(Records taken from a data source)
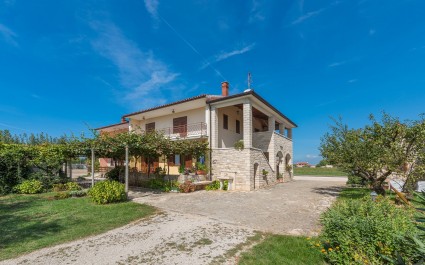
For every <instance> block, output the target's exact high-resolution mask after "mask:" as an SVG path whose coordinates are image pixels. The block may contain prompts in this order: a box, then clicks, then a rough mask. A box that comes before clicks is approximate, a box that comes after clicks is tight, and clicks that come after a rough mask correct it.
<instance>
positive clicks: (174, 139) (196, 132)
mask: <svg viewBox="0 0 425 265" xmlns="http://www.w3.org/2000/svg"><path fill="white" fill-rule="evenodd" d="M157 131H158V132H160V133H162V134H164V136H165V137H168V138H170V139H173V140H178V139H195V138H203V137H207V124H206V123H204V122H197V123H192V124H184V125H179V126H174V127H168V128H162V129H158V130H157Z"/></svg>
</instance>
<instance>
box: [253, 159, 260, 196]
mask: <svg viewBox="0 0 425 265" xmlns="http://www.w3.org/2000/svg"><path fill="white" fill-rule="evenodd" d="M257 179H258V163H255V164H254V190H255V189H258V188H259V186H260V181H258V184H256V182H257Z"/></svg>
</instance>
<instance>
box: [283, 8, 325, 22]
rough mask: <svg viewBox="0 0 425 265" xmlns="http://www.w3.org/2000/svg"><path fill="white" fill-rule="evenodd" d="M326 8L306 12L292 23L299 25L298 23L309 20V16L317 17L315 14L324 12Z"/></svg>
mask: <svg viewBox="0 0 425 265" xmlns="http://www.w3.org/2000/svg"><path fill="white" fill-rule="evenodd" d="M325 10H326V8H321V9H319V10H316V11H311V12H308V13H306V14H304V15H302V16H300V17H298V18H297V19H295V20H294V21H292V23H291V25H297V24H300V23H302V22H304V21H305V20H307V19H309V18H312V17H315V16H317V15H319V14H320V13H322V12H323V11H325Z"/></svg>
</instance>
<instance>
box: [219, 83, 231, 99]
mask: <svg viewBox="0 0 425 265" xmlns="http://www.w3.org/2000/svg"><path fill="white" fill-rule="evenodd" d="M221 95H222V96H223V97H227V96H228V95H229V82H227V81H224V82H221Z"/></svg>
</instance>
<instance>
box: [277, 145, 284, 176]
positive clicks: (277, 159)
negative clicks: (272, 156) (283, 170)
mask: <svg viewBox="0 0 425 265" xmlns="http://www.w3.org/2000/svg"><path fill="white" fill-rule="evenodd" d="M282 162H283V154H282V152H281V151H279V152H277V154H276V178H279V175H280V174H281V172H282V170H281V167H282Z"/></svg>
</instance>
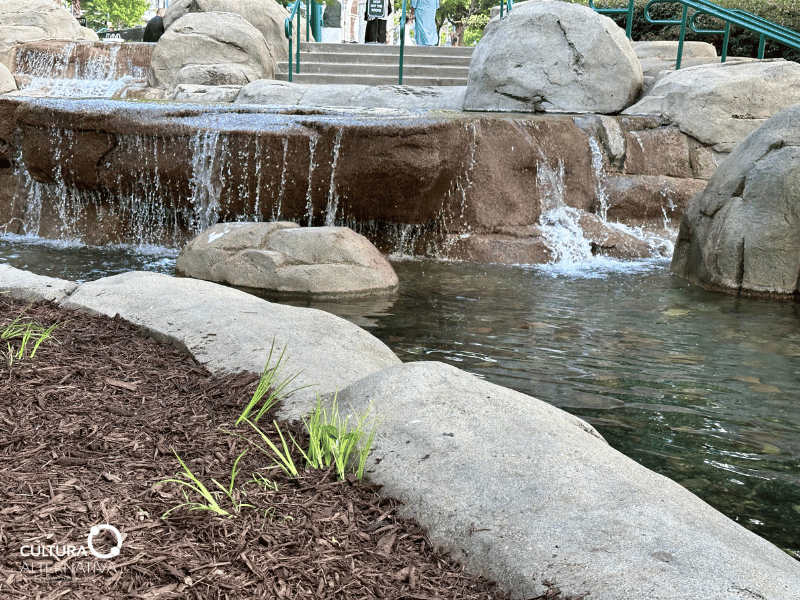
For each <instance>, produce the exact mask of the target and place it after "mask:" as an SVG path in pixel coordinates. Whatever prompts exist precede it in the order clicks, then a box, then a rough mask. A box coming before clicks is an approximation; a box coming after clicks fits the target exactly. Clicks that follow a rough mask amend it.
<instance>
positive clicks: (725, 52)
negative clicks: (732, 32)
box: [719, 21, 731, 62]
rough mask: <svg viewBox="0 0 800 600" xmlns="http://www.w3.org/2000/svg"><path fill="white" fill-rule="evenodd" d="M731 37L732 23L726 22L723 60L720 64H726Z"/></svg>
mask: <svg viewBox="0 0 800 600" xmlns="http://www.w3.org/2000/svg"><path fill="white" fill-rule="evenodd" d="M730 37H731V22H730V21H725V37H723V38H722V60H721V61H719V62H725V59H726V58H728V41H729V40H730Z"/></svg>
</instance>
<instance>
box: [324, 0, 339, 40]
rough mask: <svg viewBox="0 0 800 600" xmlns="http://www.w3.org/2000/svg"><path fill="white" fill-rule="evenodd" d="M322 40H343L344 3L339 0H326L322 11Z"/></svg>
mask: <svg viewBox="0 0 800 600" xmlns="http://www.w3.org/2000/svg"><path fill="white" fill-rule="evenodd" d="M322 41H323V42H327V43H339V42H341V41H342V3H341V2H339V0H326V2H325V12H324V13H322Z"/></svg>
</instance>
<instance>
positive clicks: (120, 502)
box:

> [TASK INSTRUCTIONS]
Rewrite all of the material above with "positive clicks" swapped for "inclusion points" everywhere it occurs, keeping everything else the same. Leave the pictures out.

> [RESPONSE TO THE TASK]
For every <instance> block, output the target's exact high-resolution mask after "mask:" as an SVG path whose coordinates are image pixels. The block may contain prompts in this order: a box, then clicks, then a rough mask. A box that comes before clicks is approximate, a box that comes after clicks is tight, and clicks that come after a rough mask correct it.
<instance>
inclusion points: (174, 139) (196, 132)
mask: <svg viewBox="0 0 425 265" xmlns="http://www.w3.org/2000/svg"><path fill="white" fill-rule="evenodd" d="M157 131H158V132H160V133H162V134H164V136H165V137H168V138H170V139H173V140H178V139H195V138H203V137H207V124H206V123H204V122H197V123H192V124H184V125H179V126H174V127H168V128H162V129H158V130H157Z"/></svg>
</instance>
<instance>
box: [253, 159, 260, 196]
mask: <svg viewBox="0 0 425 265" xmlns="http://www.w3.org/2000/svg"><path fill="white" fill-rule="evenodd" d="M257 179H258V163H255V164H254V190H255V189H258V188H259V186H260V181H258V184H256V182H257Z"/></svg>
</instance>
<instance>
box: [283, 8, 325, 22]
rough mask: <svg viewBox="0 0 425 265" xmlns="http://www.w3.org/2000/svg"><path fill="white" fill-rule="evenodd" d="M326 8L306 12L292 23L299 25L298 23L309 20V16L317 17L315 14L324 12Z"/></svg>
mask: <svg viewBox="0 0 425 265" xmlns="http://www.w3.org/2000/svg"><path fill="white" fill-rule="evenodd" d="M325 10H326V8H321V9H319V10H316V11H311V12H308V13H306V14H304V15H302V16H300V17H298V18H297V19H295V20H294V21H292V23H291V25H297V24H300V23H302V22H304V21H305V20H307V19H309V18H312V17H315V16H317V15H319V14H320V13H322V12H323V11H325Z"/></svg>
</instance>
<instance>
box: [219, 83, 231, 99]
mask: <svg viewBox="0 0 425 265" xmlns="http://www.w3.org/2000/svg"><path fill="white" fill-rule="evenodd" d="M221 95H222V96H223V97H227V96H228V95H229V82H227V81H224V82H221Z"/></svg>
</instance>
<instance>
box: [277, 145, 284, 176]
inclusion points: (277, 159)
negative clicks: (272, 156) (283, 170)
mask: <svg viewBox="0 0 425 265" xmlns="http://www.w3.org/2000/svg"><path fill="white" fill-rule="evenodd" d="M282 162H283V154H282V152H281V151H279V152H277V154H276V178H279V175H280V174H281V172H282V170H281V167H282Z"/></svg>
</instance>
For each <instance>, produce the exact mask of the target and place it after "mask:" as an SVG path in pixel coordinates. Whatever prompts exist precede it in the order clicks, then a box, then a rough mask. A box coming before clicks is an approximation; a box coming after clicks fits the target exactly. Clicks that follow a rough mask amend it.
<instance>
inclusion points: (725, 52)
negative clicks: (732, 32)
box: [719, 21, 731, 62]
rough mask: <svg viewBox="0 0 800 600" xmlns="http://www.w3.org/2000/svg"><path fill="white" fill-rule="evenodd" d="M731 37L732 23L726 22L723 60L720 64H726Z"/></svg>
mask: <svg viewBox="0 0 800 600" xmlns="http://www.w3.org/2000/svg"><path fill="white" fill-rule="evenodd" d="M730 37H731V22H730V21H725V37H723V38H722V60H721V61H719V62H725V59H726V58H728V41H729V40H730Z"/></svg>
</instance>
<instance>
box: [324, 0, 339, 40]
rough mask: <svg viewBox="0 0 800 600" xmlns="http://www.w3.org/2000/svg"><path fill="white" fill-rule="evenodd" d="M322 40H343L344 3L339 0H326L322 11Z"/></svg>
mask: <svg viewBox="0 0 800 600" xmlns="http://www.w3.org/2000/svg"><path fill="white" fill-rule="evenodd" d="M322 41H323V42H327V43H339V42H341V41H342V3H341V2H339V0H326V2H325V12H324V13H322Z"/></svg>
</instance>
<instance>
inclusion points: (120, 502)
box:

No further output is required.